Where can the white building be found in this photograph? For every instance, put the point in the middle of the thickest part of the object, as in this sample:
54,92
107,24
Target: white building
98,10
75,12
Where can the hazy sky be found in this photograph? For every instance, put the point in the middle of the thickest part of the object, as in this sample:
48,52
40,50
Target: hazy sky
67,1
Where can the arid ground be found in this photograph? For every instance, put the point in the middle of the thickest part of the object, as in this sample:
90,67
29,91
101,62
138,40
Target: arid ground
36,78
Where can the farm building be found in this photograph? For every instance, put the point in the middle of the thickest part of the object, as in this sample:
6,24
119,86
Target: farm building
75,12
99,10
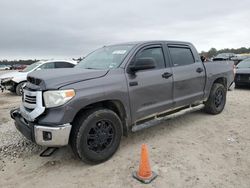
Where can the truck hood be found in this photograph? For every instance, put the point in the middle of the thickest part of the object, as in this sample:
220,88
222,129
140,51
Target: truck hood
17,76
243,71
56,78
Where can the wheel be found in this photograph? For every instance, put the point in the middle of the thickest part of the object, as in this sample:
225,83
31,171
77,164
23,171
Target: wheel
217,99
96,135
19,88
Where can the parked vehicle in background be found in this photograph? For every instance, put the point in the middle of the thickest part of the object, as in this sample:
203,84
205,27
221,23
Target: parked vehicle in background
5,67
14,81
224,57
242,76
19,66
117,89
239,58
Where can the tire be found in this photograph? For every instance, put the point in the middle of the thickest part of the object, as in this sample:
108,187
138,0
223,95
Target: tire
217,99
19,88
96,135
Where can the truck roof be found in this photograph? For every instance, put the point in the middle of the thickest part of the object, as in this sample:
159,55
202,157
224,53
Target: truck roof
153,41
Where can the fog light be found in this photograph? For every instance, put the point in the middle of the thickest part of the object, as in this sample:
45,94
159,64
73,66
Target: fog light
47,136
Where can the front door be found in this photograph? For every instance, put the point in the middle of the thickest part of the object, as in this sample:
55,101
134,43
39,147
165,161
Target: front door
150,91
188,75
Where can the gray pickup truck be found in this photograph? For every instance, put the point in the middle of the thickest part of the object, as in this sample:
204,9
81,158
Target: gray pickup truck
115,90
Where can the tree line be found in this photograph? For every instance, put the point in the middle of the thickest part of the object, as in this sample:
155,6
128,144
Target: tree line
20,62
213,51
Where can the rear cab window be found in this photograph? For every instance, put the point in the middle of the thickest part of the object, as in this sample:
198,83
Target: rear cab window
181,55
154,52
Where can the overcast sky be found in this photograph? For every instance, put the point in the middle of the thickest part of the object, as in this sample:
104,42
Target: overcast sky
73,28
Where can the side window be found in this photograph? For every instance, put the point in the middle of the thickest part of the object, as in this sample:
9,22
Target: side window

+---+

Task prompt
Repeat the listing above word for word and leave its images out.

The completed task
Where can the white building be found in this photograph? For every instance, put the point in the middle of the thickest part of the object, as in this sample:
54,92
107,24
Target: white building
98,10
75,12
Where can the hazy sky be found in this photograph? For every instance, put the point in the middle of the thickest part of the object, as in this sample:
48,52
40,50
Target: hazy sky
67,1
Where can the arid ground be found in this photograph? For every instance, put the point in the middle of the thickest part of the object, as in this sample:
90,67
29,91
101,62
138,40
Target: arid ground
36,78
Where can the farm building be found in this photograph? For every instance, put the point in the middle of the thickest part of the object, as in this sample:
6,24
119,86
Target: farm building
75,12
99,10
Where can the truck hood be found in this photograph? For every instance, put the point in the middle of the thickest part of the object, as in this sample:
220,88
222,129
140,51
Target: truck hood
17,76
243,71
56,78
Where can the wheel be found in this photograph? For every instance, put the point in the middle of the thickest part of the object, as in this sample:
225,83
31,171
77,164
23,171
Target: wheel
217,99
96,135
19,88
Where can the parked vehicle in background be found in this photograph? For every instance, put the point in the middle of the thickest part of the object, as in this sample:
203,84
205,27
221,23
Target: parked vehicle in background
5,67
14,81
224,57
242,76
19,66
117,89
239,58
Where can the tire be found in this photograph? For every instance, put the point in the middle of the thickest part of the object, as in this sample:
108,187
138,0
223,95
Target: tire
217,99
19,88
96,135
Where can the truck roof be found in this photograph? For every instance, put the point in the middle of the thickest part of the object, as in this sample:
159,55
202,157
224,53
Target: truck roof
153,41
Where can the fog light be found in this photograph? For every instance, put the point in the middle of the thickest part of the object, as in this sample:
45,94
159,64
73,66
Target: fog light
47,136
Where can the front door be found in this photograph? For every instance, put the point in the middle of the thickest part of the object, as in this sample:
55,101
134,43
39,147
165,161
Target: front door
150,91
188,75
Where can the gray pickup truck be found in this photograph? For every instance, put the point in the middle of the thickest part of the object, as in this sample:
204,9
81,158
Target: gray pickup truck
115,90
Where can the tree line be found in this photograph? For every instance, put the point in the middle of the thickest part of the object, as in this sample:
155,6
128,144
Target: tree line
20,62
213,51
Where can the rear cab window be found in this photograph? For every instance, put the point in the middle of the thickest part of the object, as in this sample:
198,83
Target: rear cab window
181,55
154,52
Where can the overcast sky be found in this photograph? For every instance, put the point in the middle of the thickest part of the object, as in this sample:
104,42
Target: overcast sky
73,28
Where can the side window be found in this photograph? For every instance, put the point in the middle of the thickest part of the object, as in this sample:
9,22
Target: side window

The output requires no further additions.